┌─ Entries shown

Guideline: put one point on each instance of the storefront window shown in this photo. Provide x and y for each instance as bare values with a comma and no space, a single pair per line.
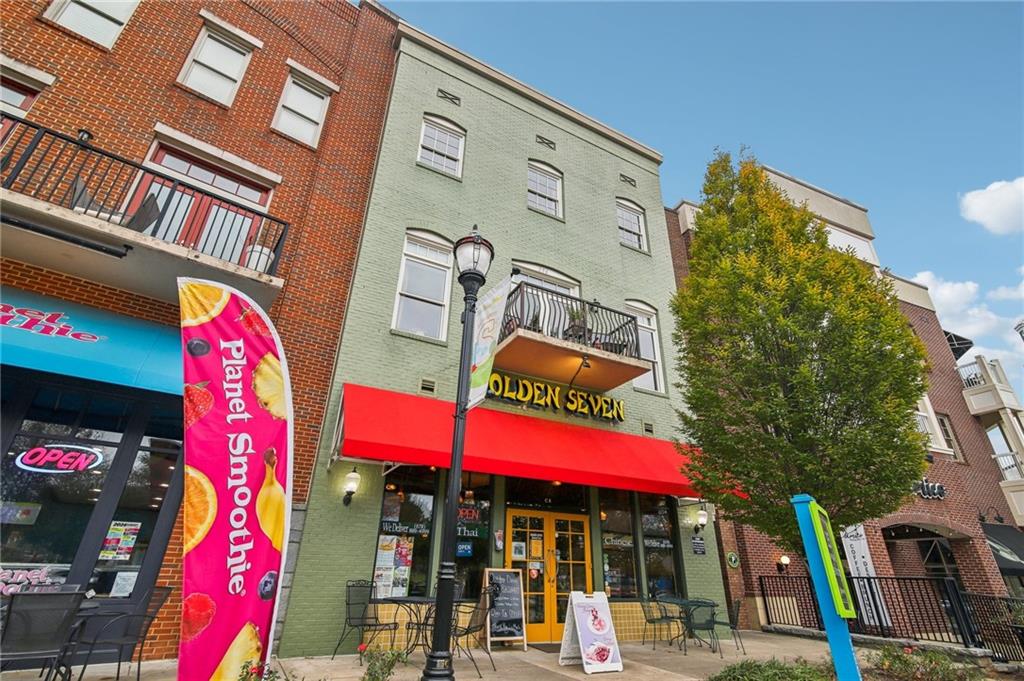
403,543
52,472
617,546
473,545
657,544
131,529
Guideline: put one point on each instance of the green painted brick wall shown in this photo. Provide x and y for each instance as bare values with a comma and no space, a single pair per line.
501,136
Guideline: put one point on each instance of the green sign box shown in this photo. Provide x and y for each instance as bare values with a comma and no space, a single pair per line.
834,566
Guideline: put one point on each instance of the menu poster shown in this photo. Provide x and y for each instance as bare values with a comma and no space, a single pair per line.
394,560
590,635
120,541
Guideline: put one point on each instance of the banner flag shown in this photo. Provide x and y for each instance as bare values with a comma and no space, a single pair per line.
238,492
486,325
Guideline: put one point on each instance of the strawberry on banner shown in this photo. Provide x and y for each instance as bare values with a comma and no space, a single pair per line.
238,438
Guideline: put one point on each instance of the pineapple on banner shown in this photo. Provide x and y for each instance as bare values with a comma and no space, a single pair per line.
238,438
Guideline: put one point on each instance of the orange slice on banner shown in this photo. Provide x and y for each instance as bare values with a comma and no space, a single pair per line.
268,384
201,507
201,302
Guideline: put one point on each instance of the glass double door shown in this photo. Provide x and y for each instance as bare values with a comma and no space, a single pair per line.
552,551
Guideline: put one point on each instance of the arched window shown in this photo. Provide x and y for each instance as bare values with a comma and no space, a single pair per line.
441,144
421,304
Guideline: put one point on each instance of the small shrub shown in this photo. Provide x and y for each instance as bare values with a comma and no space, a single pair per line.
894,664
381,664
773,670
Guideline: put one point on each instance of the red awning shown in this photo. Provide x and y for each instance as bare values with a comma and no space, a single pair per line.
382,425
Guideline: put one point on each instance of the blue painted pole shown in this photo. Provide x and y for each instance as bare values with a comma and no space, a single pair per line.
836,628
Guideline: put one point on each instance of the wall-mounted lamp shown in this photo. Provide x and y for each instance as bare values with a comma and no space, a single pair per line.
997,517
351,485
701,520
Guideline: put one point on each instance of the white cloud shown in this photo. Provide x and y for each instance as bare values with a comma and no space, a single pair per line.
998,208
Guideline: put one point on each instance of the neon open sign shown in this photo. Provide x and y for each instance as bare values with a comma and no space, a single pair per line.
57,458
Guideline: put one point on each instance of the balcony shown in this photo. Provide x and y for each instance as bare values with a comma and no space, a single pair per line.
986,388
548,335
73,207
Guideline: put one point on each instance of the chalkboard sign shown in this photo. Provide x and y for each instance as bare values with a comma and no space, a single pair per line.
507,621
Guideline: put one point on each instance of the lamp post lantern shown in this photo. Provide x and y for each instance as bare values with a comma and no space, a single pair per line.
472,255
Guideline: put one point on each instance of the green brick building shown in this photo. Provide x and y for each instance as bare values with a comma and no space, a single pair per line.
571,473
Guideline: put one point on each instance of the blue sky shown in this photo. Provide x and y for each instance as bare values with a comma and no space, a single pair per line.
912,110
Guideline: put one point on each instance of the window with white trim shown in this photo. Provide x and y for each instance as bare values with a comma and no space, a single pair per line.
632,229
216,65
421,304
99,20
650,346
544,188
441,144
302,109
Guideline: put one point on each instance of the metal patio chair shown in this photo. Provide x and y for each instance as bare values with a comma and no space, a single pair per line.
733,624
655,615
37,626
117,632
360,614
463,635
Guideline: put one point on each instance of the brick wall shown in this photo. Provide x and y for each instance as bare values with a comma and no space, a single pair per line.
121,93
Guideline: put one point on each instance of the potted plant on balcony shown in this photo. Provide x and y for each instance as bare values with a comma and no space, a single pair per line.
577,331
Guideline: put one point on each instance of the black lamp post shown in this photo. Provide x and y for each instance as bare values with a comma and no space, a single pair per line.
472,255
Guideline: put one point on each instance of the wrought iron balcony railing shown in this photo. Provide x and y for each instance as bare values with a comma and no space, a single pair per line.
568,318
59,169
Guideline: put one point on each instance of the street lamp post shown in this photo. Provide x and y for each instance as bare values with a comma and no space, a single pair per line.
473,255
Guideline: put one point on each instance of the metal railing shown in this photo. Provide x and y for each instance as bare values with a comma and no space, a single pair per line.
971,375
921,608
59,169
566,317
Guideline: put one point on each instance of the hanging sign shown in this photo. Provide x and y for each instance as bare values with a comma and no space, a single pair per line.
589,637
486,324
507,620
238,440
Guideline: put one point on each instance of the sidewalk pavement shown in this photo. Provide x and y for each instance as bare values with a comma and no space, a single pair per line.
641,664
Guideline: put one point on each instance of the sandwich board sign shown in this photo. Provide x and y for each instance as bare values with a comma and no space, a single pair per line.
590,636
507,620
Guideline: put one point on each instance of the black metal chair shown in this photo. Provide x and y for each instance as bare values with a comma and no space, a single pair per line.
360,614
117,632
655,615
733,625
464,635
37,626
701,618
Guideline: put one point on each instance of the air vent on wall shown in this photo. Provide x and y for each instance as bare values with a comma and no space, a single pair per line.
550,143
448,96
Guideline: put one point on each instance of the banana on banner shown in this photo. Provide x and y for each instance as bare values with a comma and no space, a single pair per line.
238,439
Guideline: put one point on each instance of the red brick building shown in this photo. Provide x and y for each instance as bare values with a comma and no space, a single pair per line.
231,140
941,531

└─

=== Given instruction ===
In your copy, repeat each record exactly and include no pictures.

=== Solution to this task ===
Guideline: put one point on each instance of the storefront window shown in this photo. Provide x and y for each instance as bare values with a comma and no space, a single pair per line.
403,543
52,472
617,546
473,545
657,544
131,529
Guideline: put one point on each instance of the green painted brick wall shown in this photo. Provide x and y for each instance as bare values with a comma and no space, a single pair per line.
501,136
Guideline: put one point on each instance of the green sign box shown in this photo. Provide x and y for each instance as bare values with a comma and no space, a single pair per line.
834,566
Guideline: put one point on each instance of the menu poster shown in this photo. Provide x and y for each instance as bare values with a comma and no space, a single pair per line.
394,560
590,635
120,541
Guideline: put one point on each instance of the banner flag shown in this photo. Provide x and y for each instance as bare values with a comma and no space, a single pair per line.
238,492
486,325
Guideline: put one point on each instance of the strawberry on banner shown in this photo. Provide x and y for each instance as bare values with a comma and no space, a single pair per line.
238,438
Guideline: put one point on each instance of the pineapple on banner shown in this photo. Provide x and y for each instance as bare values with a comma and no space, a single pair per line.
238,438
Guideline: put one point on each instance of the orange slice on banner shown in this photo. Provide x and y for each instance as bare values with a comma and no space, a single pair per line.
268,384
201,507
201,302
Guideline: put one point on each instance of the glass double door shown in this photo. Provide x and y for each instance as bare values with a comma and no space, a single pair per line.
552,551
Guideline: put one point on each instance of the arched window shown in this photo. Provide x and y for each instance as bare values with a comma and no space, a single pair per line.
441,144
421,304
Guideline: put one point on each instance of the small shrub shown in this photo. Provide x and y for each instance as bare values with a comma and no space, a single pair per line.
894,664
381,664
773,670
Guideline: put one point on each instance of the red awning shown in this photo. Provide x and y for each instance as bare values with a comma and no space, a single pair per line.
382,425
Guideline: put one point on each instance of the blue painted pole shown in this photo. Provide x and y for each instance as bare values with a comma and no space, a single pair per line.
836,628
Guideline: put one point on each instance of the wall-mounted lamp shown in this photo. Provide x and y for each instance as bare values with a comma and no space, a single pair per line.
997,517
351,485
701,520
Guideline: put one point on each instance of the white cloud shown in this photo. Provide x and y for each instance as bare values with a comma and no space, a single pair per line.
998,208
Guideline: put one point on each instance of the neon open sign shown in this photo. Provide x and y for each instance as bare values with a comma and no space, a single pair per line.
57,458
Guideline: put one point on each instance of the balcony shown in this photo. Provide x and y for each instance as bare values with a comma and no space, a single pair per line.
986,388
548,335
73,207
Guideline: put one point on each instance of the chalkboard sign shown in this photo. Provide x and y for each instance as bare values with a comma and no space, a single pair per line.
507,621
Guideline: put one point on each instance of the lamp post lantern shown in this photo. Provide x and y for each instance as bare values with a comma and no space, a single pair per line.
472,255
Guideline: put one point on each instance of the green brick building shown in this photo. Provide x and y for each instance as bare values with a comma and no space, a single pair per line.
571,473
Guideline: put one point on each instance of the blue sky shown in this photo. Provide x and y for each instance as bare values with a comma and no space, a single pair per line.
912,110
Guideline: put one point on each instance of the window with white trim shown in this photo. Provide x and y for each instance as bare values with a comma and no space, a single pair per line.
632,229
216,65
421,304
99,20
650,346
544,188
441,144
302,109
Guideline: put one point on each instance of the metal patio chair shown in this photo. Provide x and y for each instance as bare values with a comma and no space, a single pair per line.
733,624
655,615
37,626
117,632
360,614
463,635
Guideline: put one point on each instance of the brick wall shown in this photo. Provide x and y for each instance as bare values with a comma and no space, a single pair per line.
121,93
Guideline: put one point on each instance of the potted plant on balcony shown in this photo. Provide x and y for each instance as bare values with a comma and no space, a single pair per line.
577,331
Guideline: put one point on each instance of the black lamp post shown in this photo. Provide x and y for each instance as bare values with a comma and no space, a single pair per line.
472,255
Guideline: put one point on each instance of the wrought iron balcony railing shown in this photo. Provide x and y for each instance as bare values with a comma and no space, a single pair per line.
568,318
59,169
Guideline: put one point on each instance of the street lamp post shown in this photo. Provide x and y for each instance as bare values with a comma and no space, a single pair per line.
473,255
Guideline: put one point on each instance of the metal railing shown in this photo. Provide x and y for each instance as bare values with a comma and no space, a single pair per line.
971,375
921,608
59,169
566,317
Guideline: put one point on each instance of the hanging sign shown in this photo. Provide x and y for each instance as bare values with a comma and no space, a single pair per line.
589,637
486,324
507,620
238,440
Guideline: put one point on each instance of the sidewalk pavement shown in this photo. Provide x and y for each instance as bare values with a comma and no space, a single pair per line.
641,664
Guideline: put one point on each instance of the sandwich board sign shown in this photo. Provide x and y for each instance as bare values with a comma and no space, a single pair per line.
590,636
507,620
Guideline: put one point on each instance of the black metal chair shown in this photo. Provide x and y for each instance as bare values with a comma and no space, a single pair per line.
360,614
117,632
655,615
733,625
464,635
37,626
701,618
Guideline: put one point on each instance of the air vent on wall shown in this photo. Provide x and y for each instance as bare values with a comma and no space, a single pair per line.
550,143
448,96
Guideline: put one point on each instance of the banana on banner shown in this photo. Provide x and y for each instance as bare values with a comma and no space, a single pair per line.
238,439
Guideline: put one point on each instance of the red brick building shown in this photo. Provide x and y for each instance as bare values with a comma and no space, a single pair per line.
231,140
941,531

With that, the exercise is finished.